Return the listing below in full, with every line exactly as it is.

- - - - -

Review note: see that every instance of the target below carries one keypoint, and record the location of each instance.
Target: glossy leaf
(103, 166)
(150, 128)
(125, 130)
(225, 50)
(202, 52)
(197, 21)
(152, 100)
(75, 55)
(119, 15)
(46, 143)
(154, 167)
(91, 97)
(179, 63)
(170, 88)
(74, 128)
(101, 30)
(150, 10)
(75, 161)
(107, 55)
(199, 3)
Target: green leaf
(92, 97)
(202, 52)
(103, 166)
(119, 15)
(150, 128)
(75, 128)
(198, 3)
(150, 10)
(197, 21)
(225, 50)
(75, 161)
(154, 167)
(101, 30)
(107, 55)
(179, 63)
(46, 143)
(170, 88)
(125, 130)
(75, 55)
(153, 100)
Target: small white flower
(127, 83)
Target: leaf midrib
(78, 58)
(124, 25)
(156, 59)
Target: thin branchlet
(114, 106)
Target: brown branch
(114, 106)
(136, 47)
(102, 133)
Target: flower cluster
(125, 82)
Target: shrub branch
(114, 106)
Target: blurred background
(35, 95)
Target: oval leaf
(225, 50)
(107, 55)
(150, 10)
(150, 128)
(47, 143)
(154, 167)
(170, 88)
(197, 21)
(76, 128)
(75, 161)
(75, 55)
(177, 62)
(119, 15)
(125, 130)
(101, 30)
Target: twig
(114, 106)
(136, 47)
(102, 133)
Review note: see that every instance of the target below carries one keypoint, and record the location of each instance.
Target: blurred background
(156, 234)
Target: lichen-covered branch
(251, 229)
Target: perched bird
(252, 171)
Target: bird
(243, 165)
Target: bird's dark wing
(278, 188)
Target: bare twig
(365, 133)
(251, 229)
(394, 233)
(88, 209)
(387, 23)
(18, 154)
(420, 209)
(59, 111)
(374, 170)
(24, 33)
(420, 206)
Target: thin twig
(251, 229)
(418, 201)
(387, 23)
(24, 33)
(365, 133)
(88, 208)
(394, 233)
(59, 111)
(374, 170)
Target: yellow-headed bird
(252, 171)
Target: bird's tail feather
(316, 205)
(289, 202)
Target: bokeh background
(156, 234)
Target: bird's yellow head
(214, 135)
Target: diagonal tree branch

- - - - -

- _ANSWER TO THIS EXERCISE_:
Review note: see that every instance of the target below carries one keypoint, and record the location of each instance.
Target: glossy leaf
(103, 166)
(150, 128)
(125, 130)
(225, 50)
(202, 52)
(197, 21)
(152, 100)
(75, 55)
(119, 15)
(46, 143)
(154, 167)
(91, 97)
(179, 63)
(170, 88)
(74, 128)
(101, 30)
(150, 10)
(75, 161)
(107, 55)
(199, 3)
Target: green leaf
(92, 97)
(202, 52)
(103, 166)
(119, 15)
(150, 128)
(75, 128)
(198, 3)
(150, 10)
(197, 21)
(225, 50)
(75, 161)
(154, 167)
(101, 30)
(107, 55)
(179, 63)
(46, 143)
(170, 88)
(125, 130)
(75, 55)
(153, 100)
Target: small white flower
(127, 83)
Target: leaf midrib
(78, 58)
(124, 25)
(156, 59)
Target: thin branchlet
(114, 106)
Target: brown branch
(114, 106)
(136, 47)
(102, 133)
Target: flower cluster
(125, 82)
Target: shrub branch
(114, 106)
Target: blurred background
(35, 95)
Target: oval leaf
(225, 50)
(107, 55)
(150, 10)
(150, 128)
(47, 143)
(154, 167)
(170, 88)
(197, 21)
(76, 128)
(75, 161)
(75, 55)
(177, 62)
(119, 15)
(125, 130)
(101, 30)
Target: twig
(114, 106)
(136, 47)
(102, 133)
Review note: see that every instance of the target below carries one keypoint, and record the location of each instance.
Target: blurred background
(156, 234)
Target: lichen-covered branch
(251, 229)
Target: perched bird
(252, 171)
Target: bird
(243, 165)
Target: bird's dark wing
(278, 188)
Target: bare twig
(365, 133)
(251, 229)
(394, 233)
(88, 209)
(387, 23)
(18, 154)
(420, 209)
(59, 111)
(374, 170)
(24, 33)
(420, 206)
Target: thin twig
(251, 229)
(418, 201)
(387, 23)
(24, 33)
(365, 133)
(88, 208)
(394, 233)
(59, 111)
(374, 170)
Target: yellow-headed bird
(252, 171)
Target: bird's tail feather
(316, 205)
(289, 202)
Target: bokeh background
(156, 234)
Target: bird's yellow head
(214, 135)
Target: diagonal tree branch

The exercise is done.